Reproduce the material below word for word, beginning at the line that contains "of the black" and stopping after its last line.

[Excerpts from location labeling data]
···

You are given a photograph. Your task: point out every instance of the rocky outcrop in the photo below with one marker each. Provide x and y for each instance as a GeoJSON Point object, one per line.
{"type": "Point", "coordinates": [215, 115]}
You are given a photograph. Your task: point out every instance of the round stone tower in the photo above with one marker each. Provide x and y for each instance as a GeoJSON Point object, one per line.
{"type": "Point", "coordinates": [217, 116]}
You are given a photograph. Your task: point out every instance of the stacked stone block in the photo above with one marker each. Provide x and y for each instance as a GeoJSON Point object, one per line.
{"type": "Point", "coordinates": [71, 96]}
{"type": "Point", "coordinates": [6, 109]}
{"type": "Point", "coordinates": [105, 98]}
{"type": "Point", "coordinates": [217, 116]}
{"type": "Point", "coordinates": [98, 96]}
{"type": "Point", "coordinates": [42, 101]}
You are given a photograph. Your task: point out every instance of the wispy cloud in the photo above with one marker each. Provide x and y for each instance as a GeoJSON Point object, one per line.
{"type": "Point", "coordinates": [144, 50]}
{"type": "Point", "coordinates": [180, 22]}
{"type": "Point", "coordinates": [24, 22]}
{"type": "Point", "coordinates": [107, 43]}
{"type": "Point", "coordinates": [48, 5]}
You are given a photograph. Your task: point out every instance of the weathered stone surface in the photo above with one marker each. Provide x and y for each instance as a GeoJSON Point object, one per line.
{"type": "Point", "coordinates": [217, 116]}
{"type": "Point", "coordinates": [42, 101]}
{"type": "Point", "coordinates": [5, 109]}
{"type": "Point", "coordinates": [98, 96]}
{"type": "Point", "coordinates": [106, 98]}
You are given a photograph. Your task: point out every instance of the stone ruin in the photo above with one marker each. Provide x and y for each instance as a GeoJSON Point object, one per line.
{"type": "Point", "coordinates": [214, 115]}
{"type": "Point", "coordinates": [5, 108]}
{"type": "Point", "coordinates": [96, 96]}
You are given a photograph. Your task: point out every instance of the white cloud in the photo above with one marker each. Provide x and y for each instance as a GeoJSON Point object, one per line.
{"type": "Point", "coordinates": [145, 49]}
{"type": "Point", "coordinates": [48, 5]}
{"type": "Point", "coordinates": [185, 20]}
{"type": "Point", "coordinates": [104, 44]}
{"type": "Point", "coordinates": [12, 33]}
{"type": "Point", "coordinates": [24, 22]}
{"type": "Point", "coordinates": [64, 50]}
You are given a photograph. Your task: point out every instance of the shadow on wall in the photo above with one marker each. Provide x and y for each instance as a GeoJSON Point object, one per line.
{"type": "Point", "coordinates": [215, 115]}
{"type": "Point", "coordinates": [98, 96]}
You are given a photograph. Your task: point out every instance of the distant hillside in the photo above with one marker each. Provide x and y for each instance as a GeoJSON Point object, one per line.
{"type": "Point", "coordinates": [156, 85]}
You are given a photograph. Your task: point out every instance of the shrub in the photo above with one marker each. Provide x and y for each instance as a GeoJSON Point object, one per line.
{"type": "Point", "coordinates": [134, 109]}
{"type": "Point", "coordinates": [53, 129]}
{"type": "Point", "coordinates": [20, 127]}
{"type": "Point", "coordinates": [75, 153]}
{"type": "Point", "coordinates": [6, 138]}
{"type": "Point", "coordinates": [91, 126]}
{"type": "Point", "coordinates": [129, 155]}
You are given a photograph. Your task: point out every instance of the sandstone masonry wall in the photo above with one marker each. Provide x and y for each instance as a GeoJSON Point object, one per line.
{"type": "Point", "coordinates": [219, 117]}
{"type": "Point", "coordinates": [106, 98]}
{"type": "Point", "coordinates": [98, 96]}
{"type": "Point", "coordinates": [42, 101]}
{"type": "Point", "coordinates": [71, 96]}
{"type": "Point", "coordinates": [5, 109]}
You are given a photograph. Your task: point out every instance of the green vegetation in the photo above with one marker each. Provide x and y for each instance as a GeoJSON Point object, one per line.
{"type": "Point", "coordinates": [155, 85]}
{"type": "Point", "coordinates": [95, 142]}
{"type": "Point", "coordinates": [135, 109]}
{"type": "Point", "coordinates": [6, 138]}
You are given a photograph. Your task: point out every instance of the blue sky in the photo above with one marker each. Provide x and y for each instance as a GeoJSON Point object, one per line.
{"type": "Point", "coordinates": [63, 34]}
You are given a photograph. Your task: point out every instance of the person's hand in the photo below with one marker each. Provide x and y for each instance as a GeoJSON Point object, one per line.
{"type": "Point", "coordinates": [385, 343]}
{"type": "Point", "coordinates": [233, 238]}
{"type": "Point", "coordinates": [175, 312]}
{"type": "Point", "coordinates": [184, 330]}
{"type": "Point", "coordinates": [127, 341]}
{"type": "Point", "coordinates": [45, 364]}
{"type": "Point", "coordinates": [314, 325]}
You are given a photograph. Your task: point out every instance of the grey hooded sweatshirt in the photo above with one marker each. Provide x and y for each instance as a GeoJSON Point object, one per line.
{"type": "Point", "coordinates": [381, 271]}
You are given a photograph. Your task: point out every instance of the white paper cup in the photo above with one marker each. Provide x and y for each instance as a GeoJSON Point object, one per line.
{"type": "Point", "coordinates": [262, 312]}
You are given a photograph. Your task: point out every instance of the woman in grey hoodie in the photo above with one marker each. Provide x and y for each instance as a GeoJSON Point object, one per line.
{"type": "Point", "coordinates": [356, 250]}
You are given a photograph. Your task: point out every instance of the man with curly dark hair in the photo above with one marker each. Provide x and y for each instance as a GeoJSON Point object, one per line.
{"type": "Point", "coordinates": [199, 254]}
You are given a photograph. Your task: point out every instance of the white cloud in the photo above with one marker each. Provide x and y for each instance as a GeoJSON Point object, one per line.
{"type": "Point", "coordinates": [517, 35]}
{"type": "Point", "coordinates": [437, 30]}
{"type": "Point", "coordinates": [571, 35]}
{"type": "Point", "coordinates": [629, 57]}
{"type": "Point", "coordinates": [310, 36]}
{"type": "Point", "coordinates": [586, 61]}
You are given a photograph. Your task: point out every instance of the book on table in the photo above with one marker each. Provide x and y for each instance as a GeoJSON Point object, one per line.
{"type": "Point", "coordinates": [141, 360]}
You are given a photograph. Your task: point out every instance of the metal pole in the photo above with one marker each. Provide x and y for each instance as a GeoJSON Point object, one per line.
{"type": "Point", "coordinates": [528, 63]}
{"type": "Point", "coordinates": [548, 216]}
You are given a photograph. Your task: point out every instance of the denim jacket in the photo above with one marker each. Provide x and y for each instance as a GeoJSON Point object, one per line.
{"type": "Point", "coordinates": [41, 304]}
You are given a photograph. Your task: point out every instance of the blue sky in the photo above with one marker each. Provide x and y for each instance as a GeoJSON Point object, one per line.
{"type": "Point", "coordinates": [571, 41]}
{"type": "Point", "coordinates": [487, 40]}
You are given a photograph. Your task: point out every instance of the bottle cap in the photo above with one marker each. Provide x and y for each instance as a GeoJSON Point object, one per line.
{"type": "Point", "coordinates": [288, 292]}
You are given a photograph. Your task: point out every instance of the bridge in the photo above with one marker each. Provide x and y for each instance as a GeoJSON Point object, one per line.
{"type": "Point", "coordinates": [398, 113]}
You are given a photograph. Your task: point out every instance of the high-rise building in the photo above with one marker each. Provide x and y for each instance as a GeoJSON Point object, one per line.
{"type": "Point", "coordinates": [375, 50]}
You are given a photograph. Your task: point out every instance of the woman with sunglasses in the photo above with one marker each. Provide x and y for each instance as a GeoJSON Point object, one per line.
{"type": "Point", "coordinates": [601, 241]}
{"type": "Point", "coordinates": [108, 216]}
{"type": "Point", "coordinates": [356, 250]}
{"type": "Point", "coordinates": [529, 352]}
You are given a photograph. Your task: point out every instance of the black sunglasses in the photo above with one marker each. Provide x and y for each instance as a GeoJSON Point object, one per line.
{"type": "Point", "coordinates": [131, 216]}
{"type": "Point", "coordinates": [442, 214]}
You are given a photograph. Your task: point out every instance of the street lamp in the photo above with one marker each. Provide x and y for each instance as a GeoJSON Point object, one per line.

···

EXERCISE SOLUTION:
You are given a photograph. Your task: point out every instance of the black sunglasses in the photo above with one marker each. Provide x and y for each instance as a GeoJSON Point object, one per line.
{"type": "Point", "coordinates": [131, 216]}
{"type": "Point", "coordinates": [442, 214]}
You are given a photograph. Your task: point out every instance of the street lamp in the photo above with one marker each. Provide x and y for each instance as a GeoJSON Point object, one per line.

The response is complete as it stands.